PAGE EXCERPT:
'''

There’s a Cabinet rebellion brewing over the government’s “ruinous” travel plans, says Jason Groves in the Mail. The proposed “amber watchlist” for countries at risk of going on the quarantine red list is set to be scrapped after a fierce backlash from Tory MPs and the travel industry. Belarussian Olympic athlete Krystsina Tsimanouskaya is sheltering at the Polish embassy in Tokyo after refusing to return home, saying it was “not safe” and she feared being jailed for criticising her team’s officials. Two YouTube pranksters have duped anti-vaxxer Piers Corbyn (Jeremy Corbyn’s brother) into agreeing to end his criticism of the AstraZeneca jab in exchange for an envelope full of Monopoly money. The pair filmed a meeting in which they posed as pharmaceutical investors, offering Corbyn £10,000 in cash before swapping the envelopes when he was distracted.
There were 1,339 drug deaths in Scotland last year, a “grievous tally” in a country of only 5.5 million, says Stephen Daisley in The Spectator. Having cut funding for drug and alcohol services by 53%, the SNP has panicked and is desperately trying to change course.

'''

DATASET:
'''

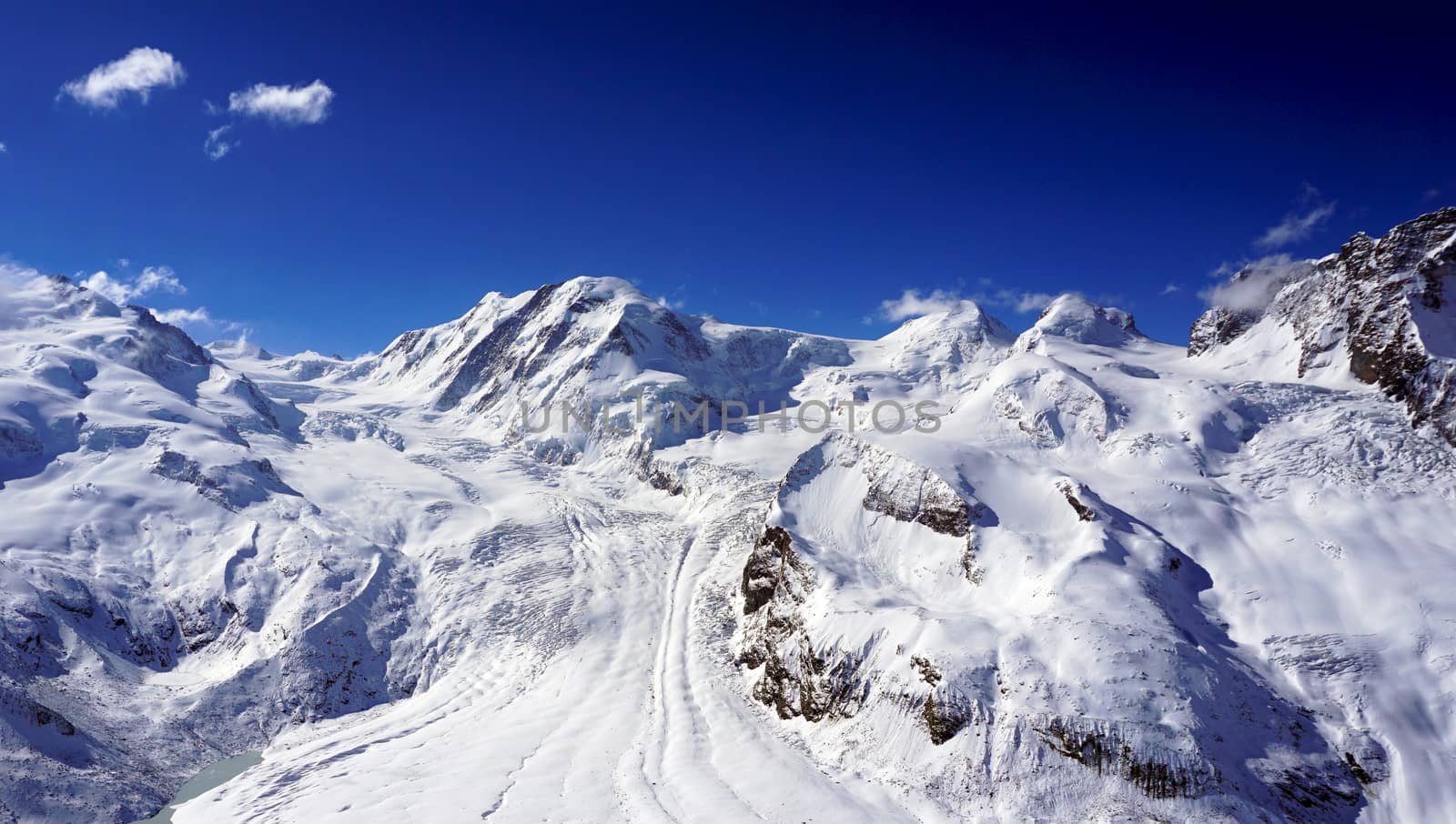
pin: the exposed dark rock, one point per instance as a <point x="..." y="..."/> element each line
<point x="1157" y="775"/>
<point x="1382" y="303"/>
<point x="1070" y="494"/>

'''
'''

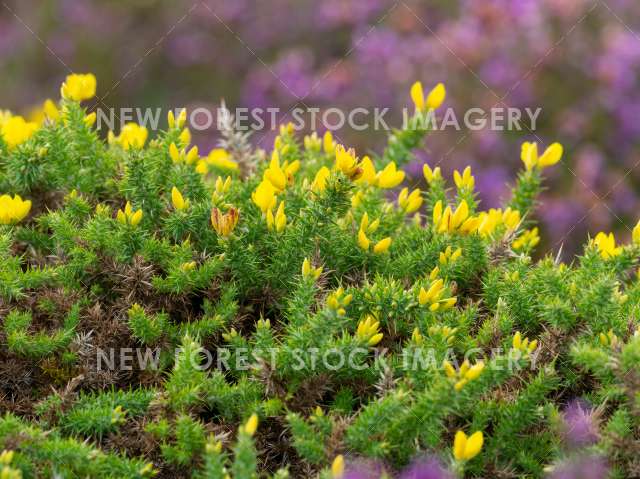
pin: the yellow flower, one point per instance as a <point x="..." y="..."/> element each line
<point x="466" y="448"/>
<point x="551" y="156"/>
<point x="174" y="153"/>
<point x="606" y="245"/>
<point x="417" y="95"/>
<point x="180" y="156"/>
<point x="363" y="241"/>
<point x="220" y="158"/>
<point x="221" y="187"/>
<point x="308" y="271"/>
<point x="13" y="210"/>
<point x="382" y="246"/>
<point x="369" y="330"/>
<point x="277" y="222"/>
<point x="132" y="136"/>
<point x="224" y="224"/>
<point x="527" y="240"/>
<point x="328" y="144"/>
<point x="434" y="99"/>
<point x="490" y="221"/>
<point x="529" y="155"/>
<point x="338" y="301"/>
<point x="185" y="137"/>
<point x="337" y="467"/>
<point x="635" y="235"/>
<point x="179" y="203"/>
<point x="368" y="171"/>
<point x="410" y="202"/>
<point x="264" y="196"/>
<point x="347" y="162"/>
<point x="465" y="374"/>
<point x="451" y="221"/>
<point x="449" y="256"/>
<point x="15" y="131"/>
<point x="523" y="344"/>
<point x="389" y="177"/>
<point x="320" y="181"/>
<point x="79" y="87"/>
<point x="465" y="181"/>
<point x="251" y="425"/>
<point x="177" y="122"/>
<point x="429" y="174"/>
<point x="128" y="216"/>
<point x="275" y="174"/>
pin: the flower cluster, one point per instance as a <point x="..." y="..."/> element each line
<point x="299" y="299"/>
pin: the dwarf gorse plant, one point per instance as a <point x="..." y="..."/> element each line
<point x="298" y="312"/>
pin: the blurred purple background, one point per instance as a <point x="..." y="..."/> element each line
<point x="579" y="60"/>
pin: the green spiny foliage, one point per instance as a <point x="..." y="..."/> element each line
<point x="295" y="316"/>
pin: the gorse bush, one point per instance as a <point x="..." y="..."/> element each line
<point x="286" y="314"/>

'''

ACTIONS TO TAKE:
**1.** List every person named by full name in the news digest above.
**2.** According to the news digest, by what percentage did the SNP cut funding for drug and alcohol services?

OUTPUTS BY TASK:
**1.**
Jason Groves
Krystsina Tsimanouskaya
Piers Corbyn
Jeremy Corbyn
Stephen Daisley

**2.** 53%